• **Problem statement**
What do the lines say from the start of the entries through the one containing "[outline] dry stone wall"? Repeat them exactly.

Task data below:

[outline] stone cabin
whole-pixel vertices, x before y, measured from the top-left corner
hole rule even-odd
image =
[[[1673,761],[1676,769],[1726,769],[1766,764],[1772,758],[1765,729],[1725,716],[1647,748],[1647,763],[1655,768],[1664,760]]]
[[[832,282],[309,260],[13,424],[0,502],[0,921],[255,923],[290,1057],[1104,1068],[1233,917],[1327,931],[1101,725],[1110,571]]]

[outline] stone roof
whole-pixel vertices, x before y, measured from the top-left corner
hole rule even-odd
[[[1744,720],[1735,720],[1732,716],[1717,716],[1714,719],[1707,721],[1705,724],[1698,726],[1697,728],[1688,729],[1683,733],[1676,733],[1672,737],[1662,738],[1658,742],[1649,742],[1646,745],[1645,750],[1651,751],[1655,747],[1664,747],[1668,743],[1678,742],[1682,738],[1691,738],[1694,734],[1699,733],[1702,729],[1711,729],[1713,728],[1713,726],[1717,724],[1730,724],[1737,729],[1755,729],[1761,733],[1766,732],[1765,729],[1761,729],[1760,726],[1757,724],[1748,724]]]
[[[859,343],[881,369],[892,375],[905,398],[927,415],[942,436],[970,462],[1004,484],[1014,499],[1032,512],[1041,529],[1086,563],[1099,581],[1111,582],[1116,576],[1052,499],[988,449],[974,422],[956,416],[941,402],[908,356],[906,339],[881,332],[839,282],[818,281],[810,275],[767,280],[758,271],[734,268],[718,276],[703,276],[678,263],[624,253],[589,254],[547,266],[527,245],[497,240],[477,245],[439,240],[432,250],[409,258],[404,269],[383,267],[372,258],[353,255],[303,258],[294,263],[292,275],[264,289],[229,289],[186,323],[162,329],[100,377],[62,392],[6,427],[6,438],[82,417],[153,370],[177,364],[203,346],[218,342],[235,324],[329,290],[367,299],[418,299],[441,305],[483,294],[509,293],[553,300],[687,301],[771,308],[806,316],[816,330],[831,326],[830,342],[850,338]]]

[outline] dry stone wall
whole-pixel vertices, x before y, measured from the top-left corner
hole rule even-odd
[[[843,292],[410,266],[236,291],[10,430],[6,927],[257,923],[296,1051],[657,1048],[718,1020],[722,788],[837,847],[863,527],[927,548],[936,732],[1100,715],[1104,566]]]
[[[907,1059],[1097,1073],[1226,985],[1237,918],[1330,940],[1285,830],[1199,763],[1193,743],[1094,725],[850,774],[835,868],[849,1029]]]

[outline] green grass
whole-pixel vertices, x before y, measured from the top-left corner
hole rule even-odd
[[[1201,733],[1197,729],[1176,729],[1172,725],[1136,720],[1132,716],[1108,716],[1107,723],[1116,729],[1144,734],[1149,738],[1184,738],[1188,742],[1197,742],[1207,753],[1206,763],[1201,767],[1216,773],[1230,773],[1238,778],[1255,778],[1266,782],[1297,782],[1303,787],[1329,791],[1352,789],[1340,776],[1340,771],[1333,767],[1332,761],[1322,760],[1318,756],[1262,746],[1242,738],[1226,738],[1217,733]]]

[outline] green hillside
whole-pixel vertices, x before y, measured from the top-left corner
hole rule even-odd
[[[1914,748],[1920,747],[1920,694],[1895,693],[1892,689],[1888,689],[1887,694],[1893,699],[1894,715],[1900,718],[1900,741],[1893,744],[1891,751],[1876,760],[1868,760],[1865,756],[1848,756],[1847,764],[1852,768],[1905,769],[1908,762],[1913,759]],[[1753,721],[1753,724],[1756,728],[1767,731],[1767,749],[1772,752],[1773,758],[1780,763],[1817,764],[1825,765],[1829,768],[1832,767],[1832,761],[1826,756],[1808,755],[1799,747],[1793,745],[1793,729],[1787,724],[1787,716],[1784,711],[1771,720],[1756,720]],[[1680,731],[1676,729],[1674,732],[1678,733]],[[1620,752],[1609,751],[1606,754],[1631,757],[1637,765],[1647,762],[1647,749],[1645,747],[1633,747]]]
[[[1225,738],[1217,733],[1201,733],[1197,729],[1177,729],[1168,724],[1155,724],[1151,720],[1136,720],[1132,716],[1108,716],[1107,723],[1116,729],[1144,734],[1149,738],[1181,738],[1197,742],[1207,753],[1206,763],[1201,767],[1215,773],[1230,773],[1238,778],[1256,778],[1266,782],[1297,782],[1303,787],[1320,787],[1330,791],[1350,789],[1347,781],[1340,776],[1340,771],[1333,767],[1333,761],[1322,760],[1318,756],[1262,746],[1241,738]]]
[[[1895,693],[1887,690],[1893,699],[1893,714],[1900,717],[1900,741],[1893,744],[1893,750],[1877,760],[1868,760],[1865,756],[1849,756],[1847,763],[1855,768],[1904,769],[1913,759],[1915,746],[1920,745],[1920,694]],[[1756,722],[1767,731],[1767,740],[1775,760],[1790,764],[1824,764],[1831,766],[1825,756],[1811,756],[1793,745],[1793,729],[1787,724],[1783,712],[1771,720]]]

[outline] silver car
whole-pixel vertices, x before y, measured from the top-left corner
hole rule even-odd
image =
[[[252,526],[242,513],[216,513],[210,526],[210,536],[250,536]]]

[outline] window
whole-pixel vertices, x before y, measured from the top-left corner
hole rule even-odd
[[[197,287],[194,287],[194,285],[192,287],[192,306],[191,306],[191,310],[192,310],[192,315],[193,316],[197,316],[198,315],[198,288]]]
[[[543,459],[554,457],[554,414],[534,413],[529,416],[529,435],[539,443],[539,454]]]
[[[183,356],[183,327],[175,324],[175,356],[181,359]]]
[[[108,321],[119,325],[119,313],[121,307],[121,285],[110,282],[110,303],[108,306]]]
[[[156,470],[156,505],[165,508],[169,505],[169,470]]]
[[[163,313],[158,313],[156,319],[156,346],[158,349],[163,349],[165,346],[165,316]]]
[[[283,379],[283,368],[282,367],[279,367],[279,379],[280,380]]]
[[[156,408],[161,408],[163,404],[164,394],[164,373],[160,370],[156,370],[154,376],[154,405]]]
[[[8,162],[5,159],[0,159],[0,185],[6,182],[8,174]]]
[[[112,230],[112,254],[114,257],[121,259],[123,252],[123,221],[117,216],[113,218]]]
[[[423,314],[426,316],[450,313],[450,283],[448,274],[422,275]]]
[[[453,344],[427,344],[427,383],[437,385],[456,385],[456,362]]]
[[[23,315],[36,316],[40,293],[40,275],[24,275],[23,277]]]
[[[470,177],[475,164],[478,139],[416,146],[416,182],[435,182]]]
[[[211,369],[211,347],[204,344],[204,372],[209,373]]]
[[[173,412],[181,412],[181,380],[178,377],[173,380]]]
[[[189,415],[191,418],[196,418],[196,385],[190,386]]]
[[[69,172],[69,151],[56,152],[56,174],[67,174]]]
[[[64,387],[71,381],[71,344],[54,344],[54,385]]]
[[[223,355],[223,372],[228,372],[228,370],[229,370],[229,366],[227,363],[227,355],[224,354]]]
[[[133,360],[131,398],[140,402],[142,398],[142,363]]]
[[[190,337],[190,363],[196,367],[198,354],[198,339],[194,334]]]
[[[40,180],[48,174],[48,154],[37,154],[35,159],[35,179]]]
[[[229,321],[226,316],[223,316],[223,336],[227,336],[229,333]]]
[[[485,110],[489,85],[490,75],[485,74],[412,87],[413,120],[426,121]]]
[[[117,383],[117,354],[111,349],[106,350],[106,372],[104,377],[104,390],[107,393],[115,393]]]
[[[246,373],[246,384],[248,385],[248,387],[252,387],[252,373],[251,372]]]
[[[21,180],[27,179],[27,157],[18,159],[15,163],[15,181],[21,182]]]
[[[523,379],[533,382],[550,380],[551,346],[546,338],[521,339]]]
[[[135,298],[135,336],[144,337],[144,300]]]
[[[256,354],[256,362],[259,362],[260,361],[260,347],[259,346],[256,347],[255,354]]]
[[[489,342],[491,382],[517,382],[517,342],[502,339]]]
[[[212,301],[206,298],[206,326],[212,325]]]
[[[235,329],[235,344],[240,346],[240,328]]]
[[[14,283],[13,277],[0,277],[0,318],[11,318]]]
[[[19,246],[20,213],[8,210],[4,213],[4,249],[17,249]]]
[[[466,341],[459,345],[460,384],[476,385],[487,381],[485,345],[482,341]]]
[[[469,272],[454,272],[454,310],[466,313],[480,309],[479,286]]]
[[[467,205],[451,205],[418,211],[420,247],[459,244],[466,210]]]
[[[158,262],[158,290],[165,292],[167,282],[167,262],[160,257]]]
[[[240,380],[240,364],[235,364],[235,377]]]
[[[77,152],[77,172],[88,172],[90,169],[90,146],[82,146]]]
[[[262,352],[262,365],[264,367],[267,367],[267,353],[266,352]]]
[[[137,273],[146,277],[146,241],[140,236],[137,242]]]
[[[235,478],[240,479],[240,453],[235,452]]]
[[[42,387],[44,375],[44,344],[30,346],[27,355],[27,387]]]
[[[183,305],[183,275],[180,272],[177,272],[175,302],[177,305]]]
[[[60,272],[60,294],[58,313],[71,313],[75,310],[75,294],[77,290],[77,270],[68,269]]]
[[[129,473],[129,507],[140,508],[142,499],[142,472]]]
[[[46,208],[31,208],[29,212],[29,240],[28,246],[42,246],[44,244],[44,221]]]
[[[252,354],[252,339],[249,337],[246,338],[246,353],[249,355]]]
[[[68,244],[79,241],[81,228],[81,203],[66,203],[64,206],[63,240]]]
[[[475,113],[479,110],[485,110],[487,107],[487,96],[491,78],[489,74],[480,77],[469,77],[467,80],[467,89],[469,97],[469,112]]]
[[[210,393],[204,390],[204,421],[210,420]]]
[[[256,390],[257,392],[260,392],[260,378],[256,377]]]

End of Task data.

• **Answer**
[outline] stone cabin
whole-pixel vertices, x before y, measured from the top-left corner
hole rule even-odd
image =
[[[1673,761],[1676,769],[1726,769],[1766,764],[1772,758],[1765,729],[1725,716],[1647,748],[1647,763],[1655,768],[1664,760]]]
[[[832,282],[309,260],[13,424],[0,502],[0,921],[255,923],[290,1057],[1104,1068],[1233,917],[1327,931],[1101,725],[1110,571]]]

[outline] stone roof
whole-pixel vertices, x before y, measured from the top-left corner
hole rule even-odd
[[[1744,720],[1735,720],[1732,716],[1717,716],[1714,719],[1707,721],[1705,724],[1698,726],[1697,728],[1688,729],[1683,733],[1676,733],[1672,737],[1662,738],[1658,742],[1649,742],[1646,745],[1645,750],[1651,751],[1655,747],[1664,747],[1668,743],[1678,742],[1682,738],[1691,738],[1694,734],[1699,733],[1702,729],[1711,729],[1713,728],[1713,726],[1717,724],[1730,724],[1737,729],[1755,729],[1761,733],[1766,732],[1765,729],[1761,729],[1760,726],[1757,724],[1748,724]]]
[[[859,343],[881,369],[892,375],[905,398],[927,415],[942,436],[970,462],[1004,484],[1014,499],[1032,512],[1041,529],[1086,563],[1099,581],[1111,582],[1116,576],[1052,499],[988,449],[974,422],[956,416],[941,402],[908,356],[906,339],[881,332],[839,282],[818,281],[810,275],[767,280],[758,271],[734,268],[718,276],[703,276],[678,263],[624,253],[589,254],[547,266],[527,245],[497,240],[477,245],[439,240],[432,250],[409,258],[404,269],[383,267],[372,258],[353,255],[303,258],[294,263],[292,275],[264,289],[229,289],[186,323],[162,329],[100,377],[62,392],[6,427],[6,438],[82,417],[153,370],[177,364],[203,346],[218,342],[235,324],[329,290],[367,299],[418,299],[441,305],[483,294],[509,293],[553,300],[687,301],[771,308],[806,316],[816,330],[831,326],[830,342],[850,338]]]

[outline] dry stone wall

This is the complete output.